### SOURCE TEXT
────

Born in Edinburgh the son of Thomas Carfrae, a civil engineer. He was the younger brother of George Somervil Carfae, also a civil engineer. The family lived at 9 Osborne Terrace in Edinburgh's West End. He was educated at James Gillespie's High School.

Carfrae was articled in 1881 to Robert Wilson, architect for the Edinburgh School Board. In 1889 he moved to London to be an assistant to Arthur Cawston, but transferred to HM Office of Works to work under Henry Tanner. In June 1892 Carfrae returned to Edinburgh to work in Sydney Mitchell and Robert Wilson's practice. Six months later, Carfrae became Wilson's principal assistant and he took over most design work.

When Robert Wilson died in 1901, Carfrae inherited both his office and the full role as architect to the Edinburgh School Board. In 1918 local government practices changed, and the City Architect became responsible for school design, resulting in Carfrae losing his practice. However, the city architect Ebenezer James MacRae still passed him two commissions: for Balgreen and Stenhouse schools.

From 1907 until death he lived in Polwarth, Edinburgh, at 3 Gillsland Road. He lived here with his wife, Augusta Wilkes Henderson, and their two sons. Carfrae retired completely in 1939. He died on 11 July 1947.

────

[Images for locating objects]
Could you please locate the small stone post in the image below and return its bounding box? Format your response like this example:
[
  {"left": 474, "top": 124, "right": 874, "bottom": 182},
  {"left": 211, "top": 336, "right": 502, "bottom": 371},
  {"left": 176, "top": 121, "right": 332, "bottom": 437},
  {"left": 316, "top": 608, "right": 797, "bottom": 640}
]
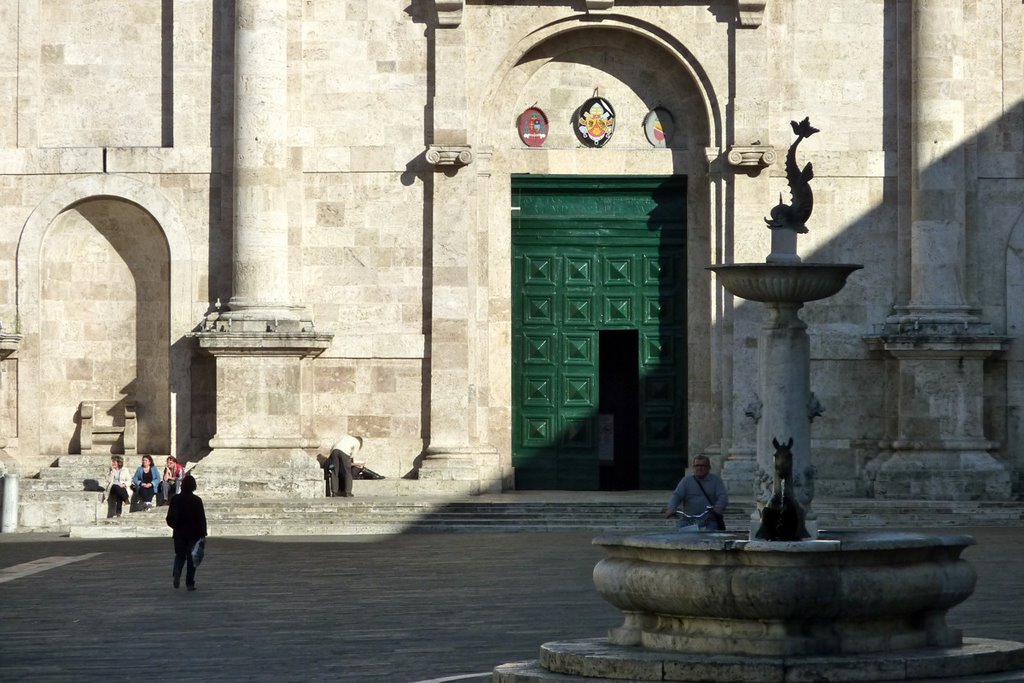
[{"left": 0, "top": 472, "right": 17, "bottom": 533}]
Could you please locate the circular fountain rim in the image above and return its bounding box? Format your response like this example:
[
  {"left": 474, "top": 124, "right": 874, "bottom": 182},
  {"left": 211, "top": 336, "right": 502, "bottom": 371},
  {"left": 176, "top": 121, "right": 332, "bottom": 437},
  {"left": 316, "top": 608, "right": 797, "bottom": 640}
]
[{"left": 592, "top": 529, "right": 976, "bottom": 553}]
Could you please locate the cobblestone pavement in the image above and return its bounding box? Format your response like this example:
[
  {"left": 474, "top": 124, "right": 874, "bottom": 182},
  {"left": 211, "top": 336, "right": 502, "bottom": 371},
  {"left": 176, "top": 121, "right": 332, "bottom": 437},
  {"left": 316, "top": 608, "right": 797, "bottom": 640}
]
[{"left": 0, "top": 528, "right": 1024, "bottom": 683}]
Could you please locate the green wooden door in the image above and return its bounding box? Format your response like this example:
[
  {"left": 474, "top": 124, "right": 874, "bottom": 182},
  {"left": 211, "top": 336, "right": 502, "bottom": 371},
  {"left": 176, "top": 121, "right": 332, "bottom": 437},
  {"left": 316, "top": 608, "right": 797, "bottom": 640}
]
[{"left": 512, "top": 175, "right": 686, "bottom": 490}]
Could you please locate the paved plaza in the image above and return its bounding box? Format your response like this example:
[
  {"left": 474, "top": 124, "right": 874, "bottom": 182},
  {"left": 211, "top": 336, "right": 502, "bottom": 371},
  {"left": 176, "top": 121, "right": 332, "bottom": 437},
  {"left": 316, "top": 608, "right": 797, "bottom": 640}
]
[{"left": 0, "top": 528, "right": 1024, "bottom": 683}]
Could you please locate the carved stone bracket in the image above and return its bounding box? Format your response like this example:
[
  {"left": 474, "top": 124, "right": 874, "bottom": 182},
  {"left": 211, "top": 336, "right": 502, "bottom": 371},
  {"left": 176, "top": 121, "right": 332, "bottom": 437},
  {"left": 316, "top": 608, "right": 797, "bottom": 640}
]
[
  {"left": 0, "top": 332, "right": 22, "bottom": 360},
  {"left": 426, "top": 144, "right": 473, "bottom": 166},
  {"left": 434, "top": 0, "right": 466, "bottom": 29},
  {"left": 728, "top": 144, "right": 777, "bottom": 167},
  {"left": 736, "top": 0, "right": 768, "bottom": 29}
]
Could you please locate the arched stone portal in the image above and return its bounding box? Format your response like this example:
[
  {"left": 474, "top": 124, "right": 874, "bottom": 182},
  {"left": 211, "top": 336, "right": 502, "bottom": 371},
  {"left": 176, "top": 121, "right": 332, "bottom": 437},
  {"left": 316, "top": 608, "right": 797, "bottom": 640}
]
[
  {"left": 39, "top": 198, "right": 171, "bottom": 454},
  {"left": 464, "top": 17, "right": 723, "bottom": 489},
  {"left": 16, "top": 175, "right": 193, "bottom": 456}
]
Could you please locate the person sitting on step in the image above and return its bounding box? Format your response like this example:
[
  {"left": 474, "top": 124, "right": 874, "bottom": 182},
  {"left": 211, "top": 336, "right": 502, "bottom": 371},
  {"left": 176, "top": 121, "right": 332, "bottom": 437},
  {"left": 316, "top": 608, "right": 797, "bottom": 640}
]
[
  {"left": 131, "top": 456, "right": 160, "bottom": 511},
  {"left": 102, "top": 456, "right": 130, "bottom": 519},
  {"left": 326, "top": 434, "right": 362, "bottom": 498},
  {"left": 157, "top": 456, "right": 184, "bottom": 507}
]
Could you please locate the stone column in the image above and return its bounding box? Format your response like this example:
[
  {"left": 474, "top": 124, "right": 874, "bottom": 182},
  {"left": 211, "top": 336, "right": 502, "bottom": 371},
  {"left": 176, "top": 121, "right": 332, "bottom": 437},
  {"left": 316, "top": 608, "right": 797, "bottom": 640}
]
[
  {"left": 867, "top": 0, "right": 1011, "bottom": 500},
  {"left": 225, "top": 0, "right": 294, "bottom": 323},
  {"left": 419, "top": 0, "right": 501, "bottom": 494},
  {"left": 904, "top": 0, "right": 969, "bottom": 322},
  {"left": 0, "top": 325, "right": 22, "bottom": 477},
  {"left": 194, "top": 0, "right": 331, "bottom": 498}
]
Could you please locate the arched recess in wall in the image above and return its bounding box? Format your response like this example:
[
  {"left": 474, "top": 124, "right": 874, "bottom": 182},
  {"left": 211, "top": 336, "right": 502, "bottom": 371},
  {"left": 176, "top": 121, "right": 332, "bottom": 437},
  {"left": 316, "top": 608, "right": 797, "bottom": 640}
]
[
  {"left": 1006, "top": 205, "right": 1024, "bottom": 486},
  {"left": 461, "top": 15, "right": 724, "bottom": 485},
  {"left": 473, "top": 15, "right": 725, "bottom": 153},
  {"left": 17, "top": 175, "right": 194, "bottom": 455}
]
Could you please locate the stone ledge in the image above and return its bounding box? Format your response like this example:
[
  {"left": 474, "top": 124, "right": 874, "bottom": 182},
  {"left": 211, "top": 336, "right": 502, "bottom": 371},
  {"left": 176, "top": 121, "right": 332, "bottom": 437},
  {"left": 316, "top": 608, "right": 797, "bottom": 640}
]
[{"left": 494, "top": 638, "right": 1024, "bottom": 683}]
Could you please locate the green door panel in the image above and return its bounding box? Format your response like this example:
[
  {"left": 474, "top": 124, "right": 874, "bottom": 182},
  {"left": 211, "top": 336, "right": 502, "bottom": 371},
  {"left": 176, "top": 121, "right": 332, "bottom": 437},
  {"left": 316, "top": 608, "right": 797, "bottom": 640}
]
[{"left": 512, "top": 176, "right": 686, "bottom": 489}]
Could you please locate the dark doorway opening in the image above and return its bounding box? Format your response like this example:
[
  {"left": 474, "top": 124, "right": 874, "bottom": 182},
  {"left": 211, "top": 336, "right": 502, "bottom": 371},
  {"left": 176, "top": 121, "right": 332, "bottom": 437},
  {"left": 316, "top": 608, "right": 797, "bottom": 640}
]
[{"left": 598, "top": 330, "right": 640, "bottom": 490}]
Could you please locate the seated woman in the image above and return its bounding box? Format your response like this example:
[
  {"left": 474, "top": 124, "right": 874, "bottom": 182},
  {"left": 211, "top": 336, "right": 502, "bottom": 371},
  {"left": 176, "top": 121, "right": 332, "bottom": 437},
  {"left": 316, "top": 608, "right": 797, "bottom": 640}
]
[
  {"left": 103, "top": 456, "right": 129, "bottom": 519},
  {"left": 157, "top": 456, "right": 184, "bottom": 506},
  {"left": 131, "top": 456, "right": 160, "bottom": 510}
]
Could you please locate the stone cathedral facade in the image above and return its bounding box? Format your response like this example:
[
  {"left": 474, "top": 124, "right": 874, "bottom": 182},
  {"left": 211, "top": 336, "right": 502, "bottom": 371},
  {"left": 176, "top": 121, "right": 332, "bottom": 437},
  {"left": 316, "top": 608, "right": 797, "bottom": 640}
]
[{"left": 0, "top": 0, "right": 1024, "bottom": 499}]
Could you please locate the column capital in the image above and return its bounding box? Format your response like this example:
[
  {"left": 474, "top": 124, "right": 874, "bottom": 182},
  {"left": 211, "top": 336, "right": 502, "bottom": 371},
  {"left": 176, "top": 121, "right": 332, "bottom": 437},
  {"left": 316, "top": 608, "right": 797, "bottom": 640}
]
[
  {"left": 434, "top": 0, "right": 466, "bottom": 29},
  {"left": 425, "top": 144, "right": 473, "bottom": 166},
  {"left": 728, "top": 144, "right": 778, "bottom": 170},
  {"left": 736, "top": 0, "right": 768, "bottom": 29},
  {"left": 0, "top": 332, "right": 22, "bottom": 360}
]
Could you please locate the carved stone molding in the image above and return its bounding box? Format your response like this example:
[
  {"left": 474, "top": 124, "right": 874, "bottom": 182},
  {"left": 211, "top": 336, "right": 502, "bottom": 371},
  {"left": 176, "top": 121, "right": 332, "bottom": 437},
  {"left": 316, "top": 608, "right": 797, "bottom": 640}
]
[
  {"left": 426, "top": 144, "right": 473, "bottom": 166},
  {"left": 0, "top": 332, "right": 22, "bottom": 360},
  {"left": 434, "top": 0, "right": 466, "bottom": 29},
  {"left": 728, "top": 144, "right": 777, "bottom": 167},
  {"left": 736, "top": 0, "right": 768, "bottom": 29}
]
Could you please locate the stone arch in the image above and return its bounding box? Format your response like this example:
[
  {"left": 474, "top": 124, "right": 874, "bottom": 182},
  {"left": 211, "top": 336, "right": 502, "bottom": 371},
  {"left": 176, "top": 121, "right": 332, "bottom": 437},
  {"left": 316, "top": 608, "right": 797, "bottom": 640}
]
[
  {"left": 461, "top": 14, "right": 726, "bottom": 481},
  {"left": 17, "top": 175, "right": 194, "bottom": 455},
  {"left": 474, "top": 15, "right": 725, "bottom": 148}
]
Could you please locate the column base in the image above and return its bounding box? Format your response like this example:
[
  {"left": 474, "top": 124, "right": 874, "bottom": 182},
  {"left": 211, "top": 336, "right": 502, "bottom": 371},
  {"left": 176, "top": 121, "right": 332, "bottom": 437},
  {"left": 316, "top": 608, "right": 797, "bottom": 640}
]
[
  {"left": 191, "top": 446, "right": 325, "bottom": 498},
  {"left": 874, "top": 450, "right": 1012, "bottom": 501},
  {"left": 418, "top": 446, "right": 502, "bottom": 496}
]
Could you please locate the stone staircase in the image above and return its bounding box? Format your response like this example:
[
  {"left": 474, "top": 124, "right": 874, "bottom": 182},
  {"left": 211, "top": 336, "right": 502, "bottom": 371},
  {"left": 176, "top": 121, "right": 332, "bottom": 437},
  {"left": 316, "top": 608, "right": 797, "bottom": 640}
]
[
  {"left": 9, "top": 456, "right": 1024, "bottom": 538},
  {"left": 61, "top": 492, "right": 1024, "bottom": 538}
]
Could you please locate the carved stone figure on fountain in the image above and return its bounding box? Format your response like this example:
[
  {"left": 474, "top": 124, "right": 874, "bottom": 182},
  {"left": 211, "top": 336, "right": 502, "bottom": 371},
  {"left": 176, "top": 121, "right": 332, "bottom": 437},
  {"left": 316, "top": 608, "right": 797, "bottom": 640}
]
[
  {"left": 765, "top": 117, "right": 818, "bottom": 263},
  {"left": 757, "top": 438, "right": 811, "bottom": 541}
]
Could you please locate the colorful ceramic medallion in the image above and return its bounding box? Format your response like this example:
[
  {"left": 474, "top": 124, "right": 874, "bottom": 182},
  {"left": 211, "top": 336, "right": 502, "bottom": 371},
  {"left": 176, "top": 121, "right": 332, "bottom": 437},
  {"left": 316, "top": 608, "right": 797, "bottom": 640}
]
[
  {"left": 643, "top": 106, "right": 676, "bottom": 147},
  {"left": 575, "top": 97, "right": 615, "bottom": 147},
  {"left": 516, "top": 106, "right": 548, "bottom": 147}
]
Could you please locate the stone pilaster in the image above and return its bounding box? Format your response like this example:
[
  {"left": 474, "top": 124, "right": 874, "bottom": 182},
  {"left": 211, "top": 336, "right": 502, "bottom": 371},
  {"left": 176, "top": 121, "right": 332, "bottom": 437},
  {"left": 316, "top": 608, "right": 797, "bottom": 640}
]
[
  {"left": 867, "top": 0, "right": 1011, "bottom": 500},
  {"left": 0, "top": 328, "right": 22, "bottom": 477},
  {"left": 419, "top": 0, "right": 501, "bottom": 494}
]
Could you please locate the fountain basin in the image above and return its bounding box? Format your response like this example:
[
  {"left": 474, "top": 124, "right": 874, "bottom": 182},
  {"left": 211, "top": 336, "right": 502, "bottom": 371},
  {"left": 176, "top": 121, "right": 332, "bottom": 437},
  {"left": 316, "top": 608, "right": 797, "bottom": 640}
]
[
  {"left": 708, "top": 263, "right": 864, "bottom": 303},
  {"left": 594, "top": 531, "right": 976, "bottom": 655}
]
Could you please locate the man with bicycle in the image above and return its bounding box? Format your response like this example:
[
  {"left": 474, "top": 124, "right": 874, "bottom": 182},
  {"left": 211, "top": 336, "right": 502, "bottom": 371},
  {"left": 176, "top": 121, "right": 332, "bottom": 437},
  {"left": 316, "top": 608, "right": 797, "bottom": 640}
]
[{"left": 665, "top": 456, "right": 729, "bottom": 531}]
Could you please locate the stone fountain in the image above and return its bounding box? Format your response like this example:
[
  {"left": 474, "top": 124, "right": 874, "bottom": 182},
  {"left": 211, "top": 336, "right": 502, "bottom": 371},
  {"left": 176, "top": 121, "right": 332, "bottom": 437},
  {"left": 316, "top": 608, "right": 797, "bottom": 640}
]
[{"left": 494, "top": 119, "right": 1024, "bottom": 683}]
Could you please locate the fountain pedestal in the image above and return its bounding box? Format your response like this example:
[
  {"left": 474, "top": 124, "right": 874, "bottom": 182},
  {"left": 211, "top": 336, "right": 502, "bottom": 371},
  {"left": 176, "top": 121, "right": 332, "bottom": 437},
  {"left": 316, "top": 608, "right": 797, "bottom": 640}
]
[{"left": 709, "top": 262, "right": 863, "bottom": 538}]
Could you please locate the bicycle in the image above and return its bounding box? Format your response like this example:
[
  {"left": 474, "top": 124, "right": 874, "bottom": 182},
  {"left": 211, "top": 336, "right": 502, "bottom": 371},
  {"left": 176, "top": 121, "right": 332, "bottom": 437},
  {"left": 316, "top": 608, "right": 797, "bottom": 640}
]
[{"left": 676, "top": 505, "right": 715, "bottom": 531}]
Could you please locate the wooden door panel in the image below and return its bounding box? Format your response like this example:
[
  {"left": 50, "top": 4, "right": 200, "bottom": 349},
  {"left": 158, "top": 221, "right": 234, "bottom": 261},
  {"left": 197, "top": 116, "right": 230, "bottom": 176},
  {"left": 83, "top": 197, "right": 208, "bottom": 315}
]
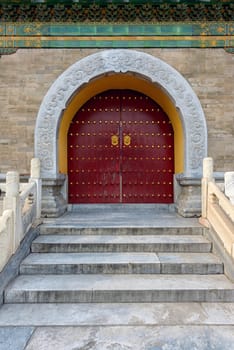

────

### QUESTIONS TO ANSWER
1. Print the section of the Carfrae biography starting at "When Robert Wilson" and ending at "and Stenhouse schools.".
2. Proceed with the Carfrae biography, picking up after its final sentence.
The records are not needed for any of the work here.

### YOUR RESPONSES
1.
When Robert Wilson died in 1901, Carfrae inherited both his office and the full role as architect to the Edinburgh School Board. In 1918 local government practices changed, and the City Architect became responsible for school design, resulting in Carfrae losing his practice. However, the city architect Ebenezer James MacRae still passed him two commissions: for Balgreen and Stenhouse schools.

2.
==Works==
Carfrae worked largely for the Edinburgh School Board. Even before he completely took control of this design function, his style is clear, acting as Chief Assistant within the office.

- Bruntsfield Primary School, Montpelier, Edinburgh (1893–5)
- Gilmore Place Public School, later Darroch Secondary and now James Gillespie's High School Darroch Annexe, Upper Gilmore Place, Edinburgh (1895)
- Villas, 18,20 Inverleith Place, Edinburgh (1897) (uncharacteristically plain)
- Flora Stevenson School, Comely Bank, Edinburgh (1899–1900)
- Craiglockhart Primary School (1901)
- Original Boroughmuir Higher Grade School, Warrender Park Crescent, Edinburgh (1902)
- Original Broughton Higher Grade School, McDonald Road, Edinburgh (1903)
- Albion Road School, later Norton Park Secondary and an annexe of Leith Academy (1903)
- Office, 5 St Andrew Square, Edinburgh (1903, demolished 2014)
- Drummond Street Infant School, later St. Patrick’s R.C. Primary School, Edinburgh (1905)
- Colinton Cottage Homes (for the Church of Scotland, Aged Christian Friendly Society), Redford Road and Thorburn Road, Colinton (1906–7)
- Dirleton School (1910)
- Juniper Green Primary School (1910)
- Duncan Street Special School, Edinburgh (1910)
- Original Tynecastle Technical and Commercial School, later Tynecastle High School, Edinburgh (1910–11)
- Boroughmuir High School, Viewforth, Edinburgh (1911) (sculpture by Joseph Hayes)
- Tollcross Primary School, Edinburgh (1911)
- Remodelling of Cannonball House on the Royal Mile as a school (1913)
- King's Park School, later James Clark Secondary School and then St Thomas of Aquin's R.C. High School annexe, Edinburgh (1913)
- Newton School, West Lothian (1914)
- School War Memorial, George Watson’s College (1920)
- Bellevue Technical School, later Drummond Community High School, Edinburgh (1923)
- Hawick High School (1926)
- Stenhouse Primary School, Edinburgh (1929)
- Balgreen Primary School, Edinburgh (1930)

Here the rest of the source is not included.